=== ACTION ITEM ===
Output all the data below verbatim.

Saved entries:
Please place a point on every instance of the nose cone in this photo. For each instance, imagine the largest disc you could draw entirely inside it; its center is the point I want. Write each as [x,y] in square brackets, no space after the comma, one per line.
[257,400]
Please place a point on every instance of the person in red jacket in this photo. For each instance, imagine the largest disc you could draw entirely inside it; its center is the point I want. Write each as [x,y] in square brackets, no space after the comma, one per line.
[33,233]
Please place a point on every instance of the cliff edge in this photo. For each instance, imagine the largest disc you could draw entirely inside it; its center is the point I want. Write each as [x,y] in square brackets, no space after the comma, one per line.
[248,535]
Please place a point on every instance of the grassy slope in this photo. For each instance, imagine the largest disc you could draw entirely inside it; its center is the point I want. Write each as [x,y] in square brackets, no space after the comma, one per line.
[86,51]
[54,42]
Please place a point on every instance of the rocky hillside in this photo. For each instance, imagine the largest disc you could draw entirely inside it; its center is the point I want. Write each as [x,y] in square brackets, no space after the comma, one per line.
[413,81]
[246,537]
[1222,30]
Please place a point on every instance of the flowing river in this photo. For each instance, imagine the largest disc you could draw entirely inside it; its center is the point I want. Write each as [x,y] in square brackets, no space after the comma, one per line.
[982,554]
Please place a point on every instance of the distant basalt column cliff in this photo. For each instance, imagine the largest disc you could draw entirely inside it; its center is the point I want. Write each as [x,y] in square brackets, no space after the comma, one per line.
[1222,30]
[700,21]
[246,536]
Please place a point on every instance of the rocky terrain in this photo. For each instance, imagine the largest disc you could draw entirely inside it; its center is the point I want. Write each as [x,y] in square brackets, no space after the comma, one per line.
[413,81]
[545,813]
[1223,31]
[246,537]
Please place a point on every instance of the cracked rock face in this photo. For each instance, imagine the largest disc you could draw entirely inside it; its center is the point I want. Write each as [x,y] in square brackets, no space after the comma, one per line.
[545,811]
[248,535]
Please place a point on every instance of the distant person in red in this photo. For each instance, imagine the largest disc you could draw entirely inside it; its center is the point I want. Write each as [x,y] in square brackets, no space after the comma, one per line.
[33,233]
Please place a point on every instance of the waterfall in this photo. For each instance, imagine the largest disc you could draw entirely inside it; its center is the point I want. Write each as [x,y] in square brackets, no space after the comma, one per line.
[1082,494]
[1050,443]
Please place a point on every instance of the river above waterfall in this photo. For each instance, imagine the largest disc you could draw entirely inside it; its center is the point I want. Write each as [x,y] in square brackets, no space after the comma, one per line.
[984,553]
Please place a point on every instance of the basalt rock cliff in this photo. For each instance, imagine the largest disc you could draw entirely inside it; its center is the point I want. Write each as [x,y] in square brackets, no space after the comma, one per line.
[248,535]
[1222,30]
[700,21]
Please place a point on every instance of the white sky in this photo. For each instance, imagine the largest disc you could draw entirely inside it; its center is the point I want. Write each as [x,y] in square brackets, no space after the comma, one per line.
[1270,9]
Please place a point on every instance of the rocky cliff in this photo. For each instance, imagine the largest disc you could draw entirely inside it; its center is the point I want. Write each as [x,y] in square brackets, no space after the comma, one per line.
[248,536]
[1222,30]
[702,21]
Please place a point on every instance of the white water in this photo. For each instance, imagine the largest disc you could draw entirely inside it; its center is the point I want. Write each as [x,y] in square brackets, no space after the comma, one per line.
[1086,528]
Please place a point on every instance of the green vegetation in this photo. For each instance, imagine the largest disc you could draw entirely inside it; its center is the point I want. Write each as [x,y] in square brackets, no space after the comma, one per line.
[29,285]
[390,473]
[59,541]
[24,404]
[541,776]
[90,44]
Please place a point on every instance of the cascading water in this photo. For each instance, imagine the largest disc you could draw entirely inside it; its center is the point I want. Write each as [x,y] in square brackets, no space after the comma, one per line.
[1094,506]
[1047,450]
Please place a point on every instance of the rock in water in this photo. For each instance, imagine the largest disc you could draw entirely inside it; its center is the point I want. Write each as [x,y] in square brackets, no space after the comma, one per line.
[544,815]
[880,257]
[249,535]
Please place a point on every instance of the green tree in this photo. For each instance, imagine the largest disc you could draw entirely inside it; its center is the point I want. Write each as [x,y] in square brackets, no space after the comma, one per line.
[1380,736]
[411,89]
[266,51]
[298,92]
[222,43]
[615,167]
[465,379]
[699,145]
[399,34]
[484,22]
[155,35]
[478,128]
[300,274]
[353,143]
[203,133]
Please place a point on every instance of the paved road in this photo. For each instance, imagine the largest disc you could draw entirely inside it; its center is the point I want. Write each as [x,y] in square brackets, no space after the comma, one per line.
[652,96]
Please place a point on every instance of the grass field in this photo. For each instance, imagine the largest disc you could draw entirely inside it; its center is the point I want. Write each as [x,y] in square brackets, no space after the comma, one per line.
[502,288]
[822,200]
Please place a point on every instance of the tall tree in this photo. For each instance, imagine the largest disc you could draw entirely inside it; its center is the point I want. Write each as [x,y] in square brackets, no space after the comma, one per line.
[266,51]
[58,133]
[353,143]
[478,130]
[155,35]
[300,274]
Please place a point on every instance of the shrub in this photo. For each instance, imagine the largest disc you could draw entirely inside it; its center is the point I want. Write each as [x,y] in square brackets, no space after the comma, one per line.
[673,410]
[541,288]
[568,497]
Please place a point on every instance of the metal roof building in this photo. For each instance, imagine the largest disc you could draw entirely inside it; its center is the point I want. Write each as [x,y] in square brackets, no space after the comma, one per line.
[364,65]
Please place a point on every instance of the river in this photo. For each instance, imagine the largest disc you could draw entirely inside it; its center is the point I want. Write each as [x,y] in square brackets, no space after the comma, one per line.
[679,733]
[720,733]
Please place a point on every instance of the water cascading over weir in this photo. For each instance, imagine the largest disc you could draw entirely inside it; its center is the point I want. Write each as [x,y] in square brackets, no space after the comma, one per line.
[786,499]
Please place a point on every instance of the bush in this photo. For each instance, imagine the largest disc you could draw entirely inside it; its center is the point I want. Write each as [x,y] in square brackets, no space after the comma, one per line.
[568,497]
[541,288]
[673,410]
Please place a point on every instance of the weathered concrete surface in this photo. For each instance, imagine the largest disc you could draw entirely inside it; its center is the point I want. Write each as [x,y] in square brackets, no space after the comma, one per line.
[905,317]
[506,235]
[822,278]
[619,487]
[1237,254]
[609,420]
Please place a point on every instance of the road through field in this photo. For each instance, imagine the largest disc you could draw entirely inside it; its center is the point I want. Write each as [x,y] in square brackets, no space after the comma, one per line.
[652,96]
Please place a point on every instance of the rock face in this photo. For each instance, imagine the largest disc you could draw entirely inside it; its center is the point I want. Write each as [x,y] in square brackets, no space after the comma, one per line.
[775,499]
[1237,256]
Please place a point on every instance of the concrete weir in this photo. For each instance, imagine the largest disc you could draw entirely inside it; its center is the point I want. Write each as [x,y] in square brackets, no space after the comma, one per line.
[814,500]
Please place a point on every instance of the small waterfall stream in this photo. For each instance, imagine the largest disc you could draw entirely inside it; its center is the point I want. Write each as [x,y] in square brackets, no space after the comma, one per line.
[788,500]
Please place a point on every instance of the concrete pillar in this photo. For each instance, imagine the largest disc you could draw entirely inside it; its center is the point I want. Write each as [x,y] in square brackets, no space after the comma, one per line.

=== SOLUTION TO THIS PROBLEM ===
Please place a point on every instance of the nose cone in this photo. For each instance, imagine the largest disc you could draw entirely inside it; its center is the point I want. Write each as [x,y] in square brackets, no space after the comma, one per line.
[257,400]
Please place a point on every instance of the person in red jacket in this photo. For each instance, imagine the largest disc you could draw entirely inside it; its center is the point I want. Write each as [x,y] in square brackets, no space after the comma, one per line.
[33,233]
Please place a point on every instance of the cliff edge in this photo. For each instance, imagine the largest disc you could draw entirely inside it; its center is the point I want. Write each as [x,y] in square brackets, no space after the comma, one per line.
[248,535]
Please place a point on every instance of the grassy slope in this photo. For each instance, imagine the largest disc you could draw entirely inside it; its center is the point I want. Write each as [x,y] in square brackets, no space after the comma, one per line.
[86,51]
[54,42]
Please place a point on every instance of the rocky hillside in this photo. For each instance, imagine the largest disc you could draw entirely inside it; its center is the point I want. Write each as [x,y] in square brackets, no space after the comma, one per line.
[413,81]
[246,537]
[1222,30]
Please place a point on every instance of the flowing river in this photo. For each instance, imagine the largest disc you could draw entirely inside it; its center is the point I want. Write each as [x,y] in square brackets, no space after the comma, one per line.
[982,554]
Please place a point on every instance of the distant basalt column cliff in this photo. For each instance, imagine the largest disc you could draw entirely inside it; its center is the point I want. Write each as [x,y] in square brackets, no space after the comma, one per line.
[1222,30]
[700,21]
[246,536]
Please place a point on every instance of the rocky terrain in this photo. For each instance, imagine the largest disc you could draw entirely inside it; its center is the point I want. Write each as [x,y] in square brackets, no space after the comma, one per line.
[413,81]
[545,813]
[1223,31]
[246,537]
Please place a point on every instance of the cracked rock face in this photo. For each instance, imagine the largest disc you could draw entirely inside it; its center is the point I want. Write each as [x,y] in square brackets, no space after the comma, one per line.
[545,811]
[248,535]
Please place a point on every instance of the distant person in red in this photo. For each instance, imagine the largest disc you could draw entirely inside it; its center is the point I want. Write each as [x,y] in square brackets, no space after the comma, one per line.
[33,233]
Please place a point on every instance of the waterfall in this photo. For each instance, imagine the largest disc you could draw entirely inside it; its center is the point I want. Write each as [x,y] in square brackets, no space after the comma, one per line.
[1082,494]
[1050,443]
Please place a point on every instance of the river above waterfall in this photo. For each instance, imagine the largest disc you could draw entirely inside it; its center is the point I want. Write each as [x,y] in square brackets, no space after the comma, one per line.
[984,553]
Please place a point on every instance of the basalt rock cliff in this photo. For each instance, imagine the largest disc you could draw entirely inside it; its center is the point I want. Write each as [x,y] in square brackets, no space after the comma, one per line.
[248,535]
[1222,30]
[700,21]
Please place a point on every instance of the white sky in this photo. For each instance, imagine the largest disc you could draw entirely inside it; its center is the point I want. Write each as [x,y] in square brackets, no space after the comma, one per line.
[1270,9]
Please place a point on every instance of the rocky cliff in this photo. For each instance, imagine the largest disc you could draw entirely inside it; its center is the point I want. Write each as [x,y] in square brackets, no space after the comma, one per line.
[248,536]
[1222,30]
[702,21]
Please place a point on every instance of the white water in this photo. For each instance, imagine the largest disc you could draw entirely inside it; its center is the point I want. Write each as [x,y] in square brackets, no space after the comma, one per line.
[1086,528]
Please place a point on every instance of the green vegetation in this photo. For each instance, imagine the largest disc you could draw entirely inside it; its center is the point I want. Write each as [x,y] in square brackets, no space after the comma, one per line.
[29,285]
[390,473]
[59,541]
[24,404]
[541,776]
[90,44]
Please place a point on every instance of the cascading water in this photo. For each instance, imagine the largest disc you could draw entirely inside it; its center is the point I want. Write each as [x,y] in square brackets, no space after the comma, one per line.
[1094,506]
[1047,450]
Please place a point on every instance of the rock in water in this photo. For each instance, imagine the largest disc you could draw entirely inside it; its center is the point I want. Write each as [x,y] in square brackets, no space after the comma, one per line.
[544,815]
[880,257]
[249,535]
Please place a point on every instance of the green tree in this photo. For each instance, imagine the largest disc you could draw entirely inside it; its center is the point I want. Write each as [x,y] in square brackets, no space after the comma, one per line.
[1380,736]
[411,89]
[266,51]
[298,92]
[222,43]
[615,167]
[465,379]
[699,145]
[399,34]
[484,22]
[155,35]
[478,128]
[300,274]
[353,143]
[203,133]
Please place a point on every instance of the paved road in this photo. For each instance, imagine the largest disc you could draw entirely inside it; its center is the point I want. Write each as [x,y] in square brackets, no space after the comma, one per line.
[652,96]
Please place a point on every instance of the grass field in this photo. For each instance, imagine the largest disc you could draw entirely inside it; its center is the point I want. Write each as [x,y] in square brackets, no space after the comma, one per line.
[502,288]
[822,200]
Please place a point on every instance of the tall tree in this photo. For each instance, imagine the largest disc you could draw entirely inside it; its center is the point I want. Write each as [x,y] in square brackets, no space after the comma, one per line.
[266,51]
[58,133]
[353,143]
[478,130]
[155,35]
[300,274]
Please place a point on every instance of the shrub in this photo. For each instance, imagine the largest disc you could draw entirely inside it; its center is the point I want. Write each as [x,y] in square brackets, no space after the comma, one per line.
[673,410]
[541,288]
[568,497]
Please place a point on every instance of the metal roof building in this photo. For each instance, imagine the largest disc you could draw entirely inside it; its center is the point I want. Write each as [x,y] in square brackets, no space after the comma, one per line.
[364,65]
Please place a point on every instance of the river in this photo. For each instance, imagine the largest disc you could draw entirely inside it; its center is the point I want. Write each as [x,y] in square brackets, no space after the comma, one per line.
[679,733]
[720,733]
Please place a point on every instance of the water cascading over weir in this photo. For each instance, imagine the largest disc you could draw entirely inside it; its center is the point I want. Write each as [x,y] in square brackets, no space after the comma, one per line.
[786,499]
Please place a point on every instance of the bush in this photo. For each instance, imagine the largest disc you could draw entirely inside it; its center is the point I want. Write each as [x,y] in square brackets, no space after the comma, one per line.
[568,497]
[541,288]
[673,410]
Please place a point on every instance of the weathered concrete surface in this photo. For each instance, imagine the largest disc you could draw entirely inside it; its center is the point I want. Write each as [x,y] in square brackets, no space after the comma, one per line.
[905,317]
[506,235]
[822,278]
[619,487]
[1237,254]
[609,420]
Please place a point on every instance of the road through field in this photo. For each instance, imagine the largest disc you could draw entirely inside it; its center is the point I want. Write each as [x,y] in square brackets, no space after the comma, one per line.
[652,96]
Please place a point on every instance of the rock face in this photo. For each instance, imagine the largest disc you could draw entirely inside it; its center is the point I want. Write each as [x,y] in square brackets, no space after the comma, one per line.
[775,499]
[1237,256]
Please place a point on every instance of the concrete weir in this photo. For each instance, imagine the largest disc you could draw entirely inside it; its center is the point I want. Write each as [x,y] in square brackets, no space after the comma, one per line.
[814,500]
Please place a point on every instance of the small waterfall stream in this photo. For each instance, imagine the largest disc you could draw entirely inside it; its center is the point I want. Write each as [x,y] in square brackets, no space after the comma, one per line.
[788,500]
Please place a point on every instance of the concrete pillar in this photo. For each instance, imagine the largest disc you could draw entirely inside it; its center is the point I want. Write each as [x,y] in square brackets, no space after the comma, one per line.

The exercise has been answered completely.